[Collection entries]
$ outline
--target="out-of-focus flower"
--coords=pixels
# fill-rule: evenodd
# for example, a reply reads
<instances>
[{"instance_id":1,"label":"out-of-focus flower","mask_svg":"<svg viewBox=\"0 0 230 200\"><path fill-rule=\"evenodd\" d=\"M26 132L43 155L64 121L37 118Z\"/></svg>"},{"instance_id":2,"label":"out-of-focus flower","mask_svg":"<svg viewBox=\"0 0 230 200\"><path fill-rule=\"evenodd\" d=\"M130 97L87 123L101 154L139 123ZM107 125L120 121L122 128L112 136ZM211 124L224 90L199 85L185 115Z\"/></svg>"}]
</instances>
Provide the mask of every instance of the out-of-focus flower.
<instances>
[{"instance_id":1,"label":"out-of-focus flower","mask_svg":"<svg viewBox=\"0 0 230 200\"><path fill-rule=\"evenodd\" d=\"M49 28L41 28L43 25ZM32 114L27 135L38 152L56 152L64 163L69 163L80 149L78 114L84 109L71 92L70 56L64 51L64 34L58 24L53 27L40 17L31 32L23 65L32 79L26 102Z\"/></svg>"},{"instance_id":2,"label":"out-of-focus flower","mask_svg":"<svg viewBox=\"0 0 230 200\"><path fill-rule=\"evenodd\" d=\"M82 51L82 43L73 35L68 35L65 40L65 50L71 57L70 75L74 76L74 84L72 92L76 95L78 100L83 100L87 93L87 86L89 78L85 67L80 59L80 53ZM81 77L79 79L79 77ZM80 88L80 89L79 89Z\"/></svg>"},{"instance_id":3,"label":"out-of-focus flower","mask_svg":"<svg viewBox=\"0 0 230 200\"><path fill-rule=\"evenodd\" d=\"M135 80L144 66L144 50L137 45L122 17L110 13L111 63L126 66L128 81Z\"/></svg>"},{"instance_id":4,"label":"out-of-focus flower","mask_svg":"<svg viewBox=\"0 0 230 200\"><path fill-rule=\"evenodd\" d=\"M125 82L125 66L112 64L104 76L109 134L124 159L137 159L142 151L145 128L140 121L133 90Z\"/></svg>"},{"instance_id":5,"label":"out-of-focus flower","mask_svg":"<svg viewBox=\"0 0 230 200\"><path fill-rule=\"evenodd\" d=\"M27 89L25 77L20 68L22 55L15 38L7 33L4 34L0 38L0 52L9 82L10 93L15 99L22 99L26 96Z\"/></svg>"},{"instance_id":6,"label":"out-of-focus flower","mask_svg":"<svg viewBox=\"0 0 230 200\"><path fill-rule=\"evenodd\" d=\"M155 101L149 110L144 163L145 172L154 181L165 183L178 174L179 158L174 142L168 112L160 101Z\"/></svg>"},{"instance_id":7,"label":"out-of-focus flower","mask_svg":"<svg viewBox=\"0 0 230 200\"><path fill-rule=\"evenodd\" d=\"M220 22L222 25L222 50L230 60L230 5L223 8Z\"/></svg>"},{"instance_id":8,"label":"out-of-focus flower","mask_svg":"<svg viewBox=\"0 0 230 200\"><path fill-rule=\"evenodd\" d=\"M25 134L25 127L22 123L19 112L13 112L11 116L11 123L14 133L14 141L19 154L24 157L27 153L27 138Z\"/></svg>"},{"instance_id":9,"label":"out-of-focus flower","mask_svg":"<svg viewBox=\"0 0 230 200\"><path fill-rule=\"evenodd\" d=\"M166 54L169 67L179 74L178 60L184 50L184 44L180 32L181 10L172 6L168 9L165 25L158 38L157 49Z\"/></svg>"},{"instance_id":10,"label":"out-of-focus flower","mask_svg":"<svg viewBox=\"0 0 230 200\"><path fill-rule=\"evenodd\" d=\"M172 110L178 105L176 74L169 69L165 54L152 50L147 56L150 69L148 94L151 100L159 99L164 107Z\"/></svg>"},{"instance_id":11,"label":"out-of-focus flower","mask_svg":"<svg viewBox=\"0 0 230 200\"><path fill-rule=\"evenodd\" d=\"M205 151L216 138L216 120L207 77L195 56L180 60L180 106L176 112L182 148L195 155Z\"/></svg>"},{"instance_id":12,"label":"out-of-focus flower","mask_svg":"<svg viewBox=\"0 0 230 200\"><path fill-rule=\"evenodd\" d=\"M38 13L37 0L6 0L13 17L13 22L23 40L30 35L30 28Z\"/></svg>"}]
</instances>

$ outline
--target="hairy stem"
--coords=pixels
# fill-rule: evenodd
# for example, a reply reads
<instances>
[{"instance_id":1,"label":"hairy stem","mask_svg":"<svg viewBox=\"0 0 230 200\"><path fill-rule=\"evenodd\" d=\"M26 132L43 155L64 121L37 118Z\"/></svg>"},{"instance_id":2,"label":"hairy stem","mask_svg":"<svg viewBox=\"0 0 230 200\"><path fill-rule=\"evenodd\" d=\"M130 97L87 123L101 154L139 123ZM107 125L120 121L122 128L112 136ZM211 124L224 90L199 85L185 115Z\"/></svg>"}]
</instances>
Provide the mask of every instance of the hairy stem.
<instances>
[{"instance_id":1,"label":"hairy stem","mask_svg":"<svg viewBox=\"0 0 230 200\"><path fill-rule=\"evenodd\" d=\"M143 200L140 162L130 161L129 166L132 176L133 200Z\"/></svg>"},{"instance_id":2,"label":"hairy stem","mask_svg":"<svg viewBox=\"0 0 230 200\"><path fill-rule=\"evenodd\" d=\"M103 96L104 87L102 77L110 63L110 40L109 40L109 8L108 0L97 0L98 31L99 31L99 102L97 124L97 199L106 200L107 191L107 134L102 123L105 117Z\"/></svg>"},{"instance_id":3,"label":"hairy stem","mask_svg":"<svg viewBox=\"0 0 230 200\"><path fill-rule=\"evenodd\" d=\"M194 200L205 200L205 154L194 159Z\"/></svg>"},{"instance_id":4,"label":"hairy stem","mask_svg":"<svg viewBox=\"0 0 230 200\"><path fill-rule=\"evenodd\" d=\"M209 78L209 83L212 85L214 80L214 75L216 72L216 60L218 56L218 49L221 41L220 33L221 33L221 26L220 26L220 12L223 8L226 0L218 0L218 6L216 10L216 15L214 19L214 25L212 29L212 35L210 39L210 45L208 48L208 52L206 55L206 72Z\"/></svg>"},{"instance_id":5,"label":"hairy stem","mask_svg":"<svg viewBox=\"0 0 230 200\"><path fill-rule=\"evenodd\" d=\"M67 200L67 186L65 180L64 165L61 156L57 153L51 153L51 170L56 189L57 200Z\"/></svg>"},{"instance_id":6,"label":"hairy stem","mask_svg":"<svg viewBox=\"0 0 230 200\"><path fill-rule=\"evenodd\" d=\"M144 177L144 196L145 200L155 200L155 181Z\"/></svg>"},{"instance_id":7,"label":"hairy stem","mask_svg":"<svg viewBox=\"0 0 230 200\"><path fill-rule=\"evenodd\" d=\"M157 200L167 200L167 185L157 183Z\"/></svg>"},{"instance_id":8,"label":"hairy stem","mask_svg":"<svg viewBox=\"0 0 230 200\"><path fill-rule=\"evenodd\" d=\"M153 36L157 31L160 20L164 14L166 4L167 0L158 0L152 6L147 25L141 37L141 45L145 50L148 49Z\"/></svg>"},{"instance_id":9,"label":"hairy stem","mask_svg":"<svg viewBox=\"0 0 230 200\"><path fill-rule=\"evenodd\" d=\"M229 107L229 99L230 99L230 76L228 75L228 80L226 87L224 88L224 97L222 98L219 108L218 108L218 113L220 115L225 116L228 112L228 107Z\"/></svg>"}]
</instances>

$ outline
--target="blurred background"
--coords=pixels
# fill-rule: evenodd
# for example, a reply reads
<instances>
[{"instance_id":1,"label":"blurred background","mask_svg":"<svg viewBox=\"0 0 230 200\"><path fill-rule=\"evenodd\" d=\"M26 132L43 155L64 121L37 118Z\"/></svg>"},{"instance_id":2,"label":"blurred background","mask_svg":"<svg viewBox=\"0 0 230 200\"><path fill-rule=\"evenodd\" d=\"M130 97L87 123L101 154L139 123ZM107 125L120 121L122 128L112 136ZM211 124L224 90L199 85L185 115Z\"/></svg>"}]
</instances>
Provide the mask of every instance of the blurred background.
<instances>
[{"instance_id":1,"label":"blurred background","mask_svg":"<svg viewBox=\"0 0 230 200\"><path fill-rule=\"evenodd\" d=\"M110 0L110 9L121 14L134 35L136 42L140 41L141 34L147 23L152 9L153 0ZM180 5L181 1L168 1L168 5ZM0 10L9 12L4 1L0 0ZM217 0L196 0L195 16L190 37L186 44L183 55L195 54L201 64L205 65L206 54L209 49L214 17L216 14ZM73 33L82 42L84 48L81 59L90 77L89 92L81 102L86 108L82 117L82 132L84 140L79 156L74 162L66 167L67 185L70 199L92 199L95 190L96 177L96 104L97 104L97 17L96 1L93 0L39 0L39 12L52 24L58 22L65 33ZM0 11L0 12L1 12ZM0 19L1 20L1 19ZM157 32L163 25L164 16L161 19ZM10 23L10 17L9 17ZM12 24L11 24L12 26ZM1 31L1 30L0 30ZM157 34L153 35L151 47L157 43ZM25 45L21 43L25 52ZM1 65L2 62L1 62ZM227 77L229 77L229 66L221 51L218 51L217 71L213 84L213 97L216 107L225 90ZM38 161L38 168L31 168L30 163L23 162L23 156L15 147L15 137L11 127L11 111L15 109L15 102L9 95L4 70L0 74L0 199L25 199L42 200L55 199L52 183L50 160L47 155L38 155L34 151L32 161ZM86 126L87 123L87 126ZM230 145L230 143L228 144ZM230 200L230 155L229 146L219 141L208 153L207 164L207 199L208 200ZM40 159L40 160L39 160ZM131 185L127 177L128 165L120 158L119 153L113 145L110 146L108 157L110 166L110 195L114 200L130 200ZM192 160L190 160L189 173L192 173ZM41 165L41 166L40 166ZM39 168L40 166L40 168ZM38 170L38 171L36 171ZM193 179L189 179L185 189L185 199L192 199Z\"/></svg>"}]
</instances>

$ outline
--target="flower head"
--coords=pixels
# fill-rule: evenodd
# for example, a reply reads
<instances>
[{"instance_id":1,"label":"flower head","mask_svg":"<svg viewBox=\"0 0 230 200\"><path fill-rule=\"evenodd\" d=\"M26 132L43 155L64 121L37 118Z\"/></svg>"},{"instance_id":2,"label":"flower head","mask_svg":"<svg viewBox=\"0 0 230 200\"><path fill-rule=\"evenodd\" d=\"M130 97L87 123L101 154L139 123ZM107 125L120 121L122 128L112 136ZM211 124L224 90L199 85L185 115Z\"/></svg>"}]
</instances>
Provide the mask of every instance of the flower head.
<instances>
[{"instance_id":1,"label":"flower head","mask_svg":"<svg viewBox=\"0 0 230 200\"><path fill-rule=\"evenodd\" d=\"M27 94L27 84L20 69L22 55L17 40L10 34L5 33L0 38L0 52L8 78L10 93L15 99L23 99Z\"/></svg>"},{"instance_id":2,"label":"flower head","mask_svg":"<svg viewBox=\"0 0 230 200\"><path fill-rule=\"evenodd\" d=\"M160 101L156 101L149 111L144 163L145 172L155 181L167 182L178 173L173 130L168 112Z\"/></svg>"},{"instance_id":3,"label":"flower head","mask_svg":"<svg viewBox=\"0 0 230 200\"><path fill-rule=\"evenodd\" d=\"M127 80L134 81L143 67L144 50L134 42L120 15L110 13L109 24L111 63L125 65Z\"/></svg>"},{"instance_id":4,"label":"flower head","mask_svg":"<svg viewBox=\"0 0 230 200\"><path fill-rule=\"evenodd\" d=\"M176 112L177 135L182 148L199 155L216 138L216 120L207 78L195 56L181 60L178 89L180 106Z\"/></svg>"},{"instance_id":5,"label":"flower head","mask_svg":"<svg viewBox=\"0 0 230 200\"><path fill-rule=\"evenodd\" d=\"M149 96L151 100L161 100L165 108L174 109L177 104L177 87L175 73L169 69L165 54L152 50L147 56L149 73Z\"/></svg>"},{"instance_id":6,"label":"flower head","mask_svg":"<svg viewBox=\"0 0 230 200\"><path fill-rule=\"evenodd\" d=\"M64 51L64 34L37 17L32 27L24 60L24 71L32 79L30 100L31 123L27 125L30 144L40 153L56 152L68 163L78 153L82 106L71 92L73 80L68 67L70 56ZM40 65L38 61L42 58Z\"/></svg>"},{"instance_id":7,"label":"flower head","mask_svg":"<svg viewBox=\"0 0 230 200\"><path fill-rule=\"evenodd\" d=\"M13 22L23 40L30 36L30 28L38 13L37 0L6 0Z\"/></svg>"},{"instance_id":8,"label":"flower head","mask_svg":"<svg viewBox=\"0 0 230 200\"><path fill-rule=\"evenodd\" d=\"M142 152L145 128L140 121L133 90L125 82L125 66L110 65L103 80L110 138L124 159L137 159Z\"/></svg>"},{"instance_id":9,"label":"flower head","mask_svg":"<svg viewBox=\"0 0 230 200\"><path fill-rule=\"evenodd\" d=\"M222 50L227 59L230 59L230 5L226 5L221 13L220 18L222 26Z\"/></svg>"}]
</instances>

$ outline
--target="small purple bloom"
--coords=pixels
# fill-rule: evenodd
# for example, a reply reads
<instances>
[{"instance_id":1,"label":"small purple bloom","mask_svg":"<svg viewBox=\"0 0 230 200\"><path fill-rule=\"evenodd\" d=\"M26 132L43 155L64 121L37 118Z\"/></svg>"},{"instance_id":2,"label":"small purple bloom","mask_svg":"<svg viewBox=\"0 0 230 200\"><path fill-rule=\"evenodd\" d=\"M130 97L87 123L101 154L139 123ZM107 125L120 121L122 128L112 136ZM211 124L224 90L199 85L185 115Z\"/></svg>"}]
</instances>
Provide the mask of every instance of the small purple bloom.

» **REQUIREMENT**:
Using the records, report how many lines contain the word "bloom", adding no other text.

» **SOLUTION TO THE EXERCISE**:
3